* _Exercise directions_
Please pull out every line of the items below that contains the word "Phrase" and copy each matching line unchanged. Case counts, so a line matches only if its capitalization is the same.

* _Given records_
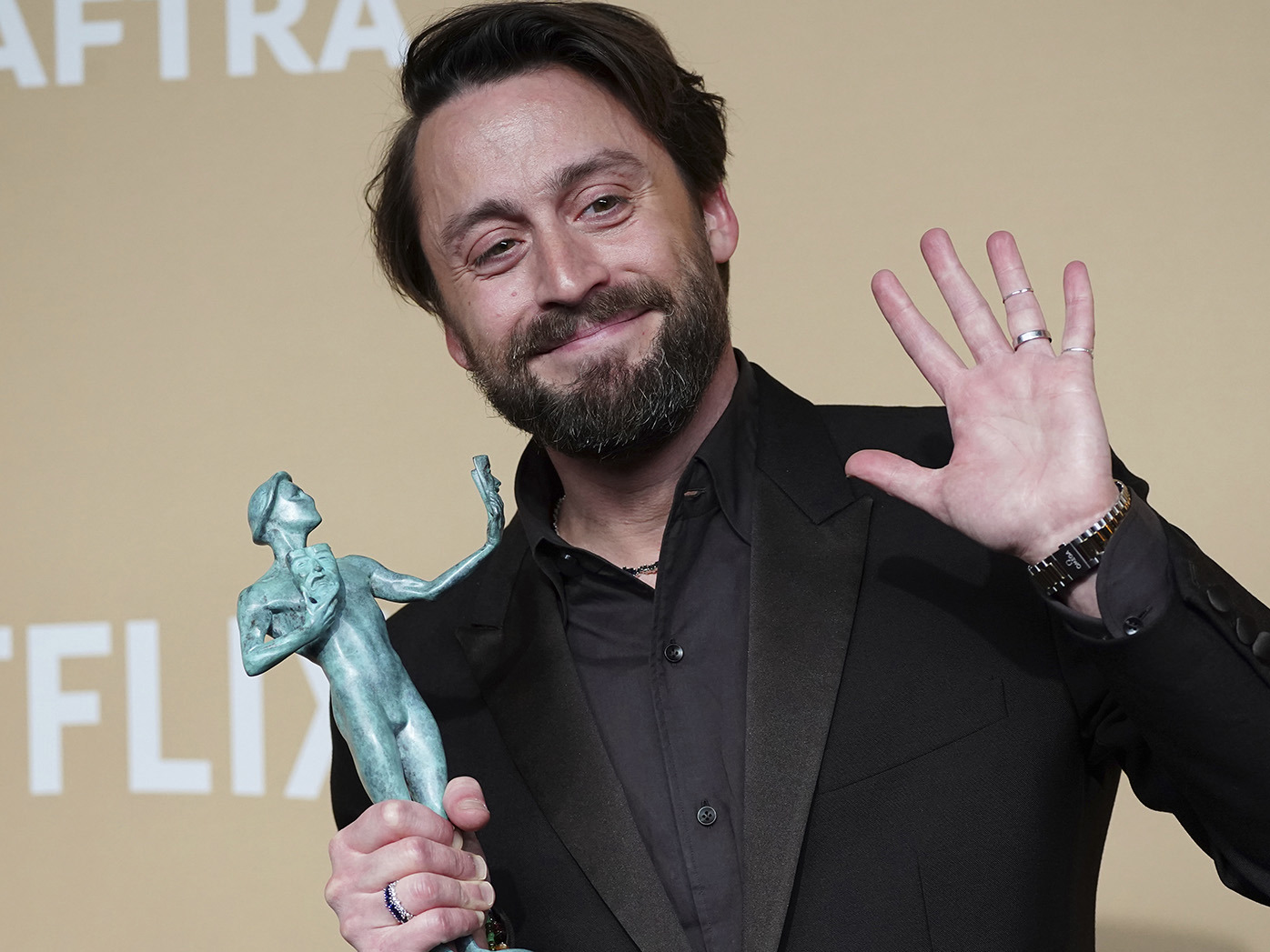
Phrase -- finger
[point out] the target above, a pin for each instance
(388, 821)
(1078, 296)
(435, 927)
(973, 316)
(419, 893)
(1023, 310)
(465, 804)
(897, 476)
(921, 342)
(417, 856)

==

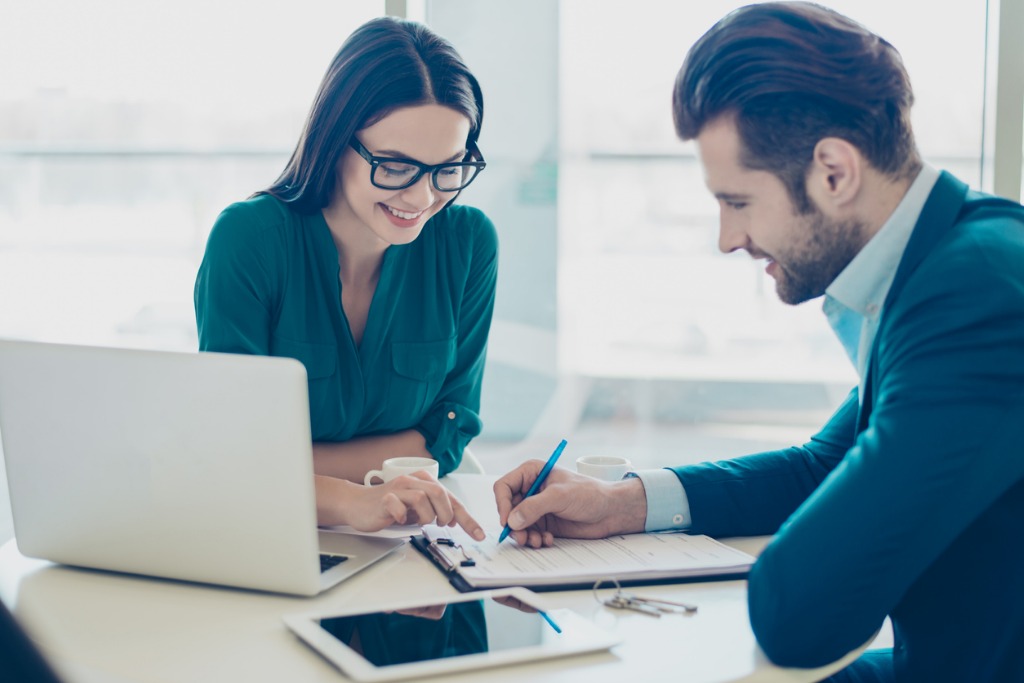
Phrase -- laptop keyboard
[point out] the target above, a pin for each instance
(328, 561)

* _Reply to the task_
Phrase -- finger
Phrase -- laptop keyboard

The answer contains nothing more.